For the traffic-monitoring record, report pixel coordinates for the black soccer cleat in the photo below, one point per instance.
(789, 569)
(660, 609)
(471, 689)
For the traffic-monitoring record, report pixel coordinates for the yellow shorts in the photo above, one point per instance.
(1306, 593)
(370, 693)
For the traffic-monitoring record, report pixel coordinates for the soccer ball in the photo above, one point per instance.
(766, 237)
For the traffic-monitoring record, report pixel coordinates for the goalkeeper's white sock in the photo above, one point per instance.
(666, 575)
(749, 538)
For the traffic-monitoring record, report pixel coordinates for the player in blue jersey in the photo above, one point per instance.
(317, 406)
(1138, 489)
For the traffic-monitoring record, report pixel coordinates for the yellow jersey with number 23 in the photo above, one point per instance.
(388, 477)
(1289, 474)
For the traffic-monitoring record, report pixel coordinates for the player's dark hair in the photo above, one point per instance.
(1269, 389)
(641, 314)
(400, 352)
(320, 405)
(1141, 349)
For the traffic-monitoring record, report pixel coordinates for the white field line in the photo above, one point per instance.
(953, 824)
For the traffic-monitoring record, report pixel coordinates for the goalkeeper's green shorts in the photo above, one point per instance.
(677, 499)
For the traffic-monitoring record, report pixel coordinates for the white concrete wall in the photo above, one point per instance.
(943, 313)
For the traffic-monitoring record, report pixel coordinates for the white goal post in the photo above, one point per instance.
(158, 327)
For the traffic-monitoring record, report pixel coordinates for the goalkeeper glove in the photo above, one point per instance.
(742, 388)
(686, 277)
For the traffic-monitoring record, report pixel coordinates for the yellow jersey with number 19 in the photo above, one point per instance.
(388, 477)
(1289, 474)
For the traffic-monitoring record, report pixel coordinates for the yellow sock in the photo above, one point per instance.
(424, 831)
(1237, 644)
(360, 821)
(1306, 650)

========================================

To be done:
Retype the lines of the material word for word, starting with the line that contains "the goalkeeper's white" and going on through the line that contains "(1138, 489)".

Full solution:
For the traffic-monitoring record, report pixel coordinates for the goalkeeper's white sock in the photo above, one point per instance.
(666, 575)
(749, 538)
For the traffic-monitoring record, report pixel coordinates for the player in blue jersey in the photo above, one point per instance.
(317, 406)
(1138, 489)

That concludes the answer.